● Work required
Take the lines from the one with "Exercise. Mark the carrot slice" through the end of the material below and repeat them exactly, dropping every picture.

● Pointing records
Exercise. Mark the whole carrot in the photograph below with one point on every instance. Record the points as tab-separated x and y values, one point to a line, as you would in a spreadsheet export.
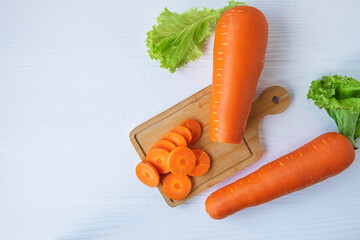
323	157
241	36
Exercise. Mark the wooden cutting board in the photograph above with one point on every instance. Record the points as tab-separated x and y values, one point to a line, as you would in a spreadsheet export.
226	159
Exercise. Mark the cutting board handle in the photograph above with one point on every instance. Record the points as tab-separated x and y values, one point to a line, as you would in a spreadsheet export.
273	100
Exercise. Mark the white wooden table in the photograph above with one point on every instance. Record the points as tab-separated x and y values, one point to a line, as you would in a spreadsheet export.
75	78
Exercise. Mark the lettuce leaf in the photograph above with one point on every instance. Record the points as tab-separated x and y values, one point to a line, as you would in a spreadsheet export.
177	39
340	96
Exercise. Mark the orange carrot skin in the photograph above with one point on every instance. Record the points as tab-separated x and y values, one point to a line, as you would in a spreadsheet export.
239	51
323	157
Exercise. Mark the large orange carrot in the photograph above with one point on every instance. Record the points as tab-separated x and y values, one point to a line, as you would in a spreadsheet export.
239	50
323	157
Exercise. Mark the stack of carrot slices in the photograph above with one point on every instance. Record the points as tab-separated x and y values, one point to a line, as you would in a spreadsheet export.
172	156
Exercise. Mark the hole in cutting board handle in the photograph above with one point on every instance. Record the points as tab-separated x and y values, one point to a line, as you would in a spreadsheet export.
275	100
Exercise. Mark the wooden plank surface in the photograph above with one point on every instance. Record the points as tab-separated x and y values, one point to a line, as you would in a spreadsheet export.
72	74
226	159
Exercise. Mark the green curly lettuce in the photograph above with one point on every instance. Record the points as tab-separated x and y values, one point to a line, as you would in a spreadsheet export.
340	96
177	39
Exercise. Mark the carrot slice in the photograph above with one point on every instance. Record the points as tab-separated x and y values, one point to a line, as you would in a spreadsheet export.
202	163
159	159
175	138
181	161
164	144
183	131
194	127
147	174
176	187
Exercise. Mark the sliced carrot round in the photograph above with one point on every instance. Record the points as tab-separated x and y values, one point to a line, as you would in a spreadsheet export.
147	174
194	127
164	144
159	159
183	131
202	163
175	138
176	187
181	161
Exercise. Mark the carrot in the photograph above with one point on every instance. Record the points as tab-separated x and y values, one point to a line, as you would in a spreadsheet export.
164	144
194	127
183	131
147	174
202	163
181	161
176	187
159	159
175	138
241	36
323	157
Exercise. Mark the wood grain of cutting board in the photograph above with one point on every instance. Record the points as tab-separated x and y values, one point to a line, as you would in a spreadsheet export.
226	159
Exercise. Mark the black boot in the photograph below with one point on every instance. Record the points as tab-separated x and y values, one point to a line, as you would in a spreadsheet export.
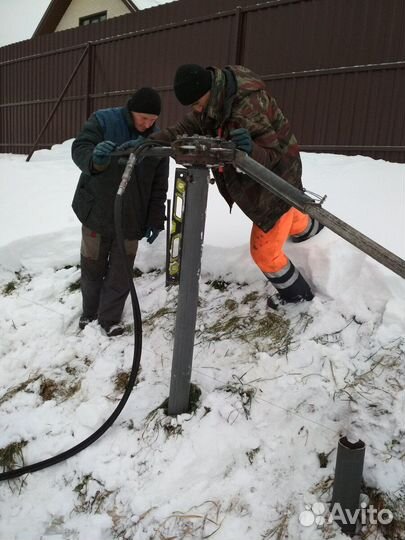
314	227
290	285
85	320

● Task response
Exercise. Mark the carrot slice in the photograph above with one point on every instance. Record the points as tab-separated x and y values, one point to a line, as you would in a spreadsheet export.
202	163
159	159
175	138
181	161
164	144
183	131
194	127
147	174
176	187
Exercise. Mark the sliced carrot round in the photograph above with one point on every instance. Record the points as tab-separated x and y values, one point to a line, as you would in a spreadsheet export.
147	174
194	127
164	144
159	159
183	131
202	163
175	138
176	187
181	161
Exercise. Mark the carrot in the photograph above with one point on every instance. Record the points as tab-separated x and y values, one point to a line, as you would in a spreadsheet export.
164	144
194	127
183	131
147	174
202	163
181	161
176	187
159	159
175	138
241	36
323	157
Exercise. Mark the wood grain of cutting board in the photograph above with one point on every instance. Record the points as tab-separated x and y values, one point to a line, as you would in a spreadsheet export.
226	159
Exercise. Mark the black boot in the photograph below with one point on every instance. Record the points as tab-separated x and y values, one point to a line, as you would in a spreadsheet export.
314	227
290	285
85	320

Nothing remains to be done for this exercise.